› Por Mariano Blejman
En la era pre-internet, cuando no había soportes digitales como para generar fenómenos hypeados por la web, desde el ‘92 y hasta la salida del primer casete cuyano La kulebra (‘95), ocurrió un fenómeno prácticamente inédito para el rock mendocino: una banda local que no sonaba en las radios nacionales, ni había grabado un solo disco todavía, llenaba los sótanos más impresentables del subsuelo sísmico patalarrastra, pero también tocaba en la Fiesta de la Vendimia y lo que era todavía más extraño: sus seguidores cantaban todos los temas de memoria. Era, también, el pogo más cariñoso que podía encontrarse en esa época, más acostumbrada a los gargajos del punk o al merodeo violento de cabelleras del thrash mientras el mundo abrazaba al grunge. Los shows de Karamelo Santo han sido siempre su fuerte, el motivo por el cual la banda nunca bajó de 7 u 8 integrantes y ahora ronda los 9: del mestizaje hardcore post-Clash ochentoso a la cumbia-reggae colombiana que cuajó primero en la casa de La Boca comunitaria, y después en Europa, iban a salir a contarle al mundo lo que pasaba en el barrio, justo cuando el barrio se derrumbaba y también mucho tiempo después. Karamelo Santo sigue siendo una excusa para la comunión, un código de acceso para un dreadlock austríaco, una cerveza bien fría para un alemán saltarín, la llave de la casa para la artista callejera que viene llegando de México y necesita donde parar. Sus discos son excusas para subirse al bote de la aventura; y este bote siempre estuvo lleno de caramelos ácidos. Con el paso de los años y de los públicos incorporados por la era digital, Karamelo Santo ha logrado que sus canciones se sigan cantando (el CD-DVD El baile oficial, que incluye increíbles imágenes de los comienzos, de sus shows en Buenos Aires y de sus viajes por Europa, es la muestra de ello), aunque ahora sea con los más variados acentos internacionales.
───
Sigue escribiendo el texto sobre Karamelo Santo justo después de su última oración, con el mismo tono.

> **Datos disponibles**:
───
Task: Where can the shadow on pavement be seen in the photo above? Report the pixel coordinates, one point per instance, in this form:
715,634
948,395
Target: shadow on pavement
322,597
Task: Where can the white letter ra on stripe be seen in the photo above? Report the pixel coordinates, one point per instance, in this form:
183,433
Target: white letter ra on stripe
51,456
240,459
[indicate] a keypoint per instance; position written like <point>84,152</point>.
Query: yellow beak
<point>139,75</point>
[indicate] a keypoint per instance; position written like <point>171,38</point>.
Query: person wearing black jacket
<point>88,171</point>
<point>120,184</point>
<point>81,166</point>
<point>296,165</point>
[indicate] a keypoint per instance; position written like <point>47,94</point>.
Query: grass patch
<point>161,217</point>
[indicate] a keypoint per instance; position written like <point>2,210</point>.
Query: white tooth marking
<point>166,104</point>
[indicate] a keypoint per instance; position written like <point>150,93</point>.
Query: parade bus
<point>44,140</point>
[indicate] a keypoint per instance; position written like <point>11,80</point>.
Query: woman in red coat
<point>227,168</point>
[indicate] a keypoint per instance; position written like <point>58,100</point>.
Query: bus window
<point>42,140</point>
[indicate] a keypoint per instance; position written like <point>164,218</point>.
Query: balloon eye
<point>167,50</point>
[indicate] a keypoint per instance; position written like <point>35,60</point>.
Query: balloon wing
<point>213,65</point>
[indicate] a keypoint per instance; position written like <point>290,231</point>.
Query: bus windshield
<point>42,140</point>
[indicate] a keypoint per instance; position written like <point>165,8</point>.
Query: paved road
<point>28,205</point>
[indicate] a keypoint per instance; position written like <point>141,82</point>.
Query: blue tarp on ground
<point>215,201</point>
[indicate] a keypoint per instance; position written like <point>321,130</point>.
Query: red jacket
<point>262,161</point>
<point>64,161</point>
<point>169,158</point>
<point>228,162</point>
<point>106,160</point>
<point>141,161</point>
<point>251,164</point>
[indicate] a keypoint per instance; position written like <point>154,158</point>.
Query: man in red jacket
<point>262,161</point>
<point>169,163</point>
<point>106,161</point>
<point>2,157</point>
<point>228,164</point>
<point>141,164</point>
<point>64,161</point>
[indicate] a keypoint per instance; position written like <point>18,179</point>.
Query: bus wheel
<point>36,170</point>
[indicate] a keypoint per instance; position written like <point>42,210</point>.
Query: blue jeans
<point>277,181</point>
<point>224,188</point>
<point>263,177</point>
───
> **Tu respuesta**:
La amistad entre Karamelo Santo y Manu Chao arrancó una noche de verano en La Boca, cuando el francés andaba recorriendo Buenos Aires solito. La banda del Goy fue de las primeras que eligió el ex Mano Negra para abrir sus primeras giras por Latinoamérica, allá por fines de los ‘90, y los subió al escenario de Mendoza en mayo de 2000. Y desde entonces los seguidores de Manu Chao identificaron a Karamelo Santo como uno de los más fieles exponentes del camino mestizo delimitado por el franco-español. “Estuvimos comiendo juntos”, cuenta Goy, sobre la última visita al país de Manu. “Lo que pasa es que generalmente está con mucha gente alrededor y entonces tratamos de que sean ellos los que lo aprovechen, porque, ¿qué es lo que podemos sacarle nosotros, más allá de la admiración y el afecto?” El cantante se imagina, sí, compartiendo una velada de camaradería musical y guitarras, tal vez con una nueva canción como resultado. “La amistad es como el vino, tiene que pasar un tiempo para agarrarle el gusto. Y creo que con los años es cuestión de estar ahí. Si él ve que estoy con la guitarra y se acerca, creo que sería el mejor brindis que podríamos hacer.”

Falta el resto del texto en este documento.